The entries below must be returned exactly as they stand.

*** Begin section ***

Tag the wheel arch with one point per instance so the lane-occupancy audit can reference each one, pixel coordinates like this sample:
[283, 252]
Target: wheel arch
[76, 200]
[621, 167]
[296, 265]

*** End section ***

- [Task answer]:
Tag the wheel arch with one point per instance so the lane-occupancy audit can reference each one, pixel coordinates like this sample:
[283, 252]
Target: wheel arch
[76, 200]
[621, 167]
[296, 265]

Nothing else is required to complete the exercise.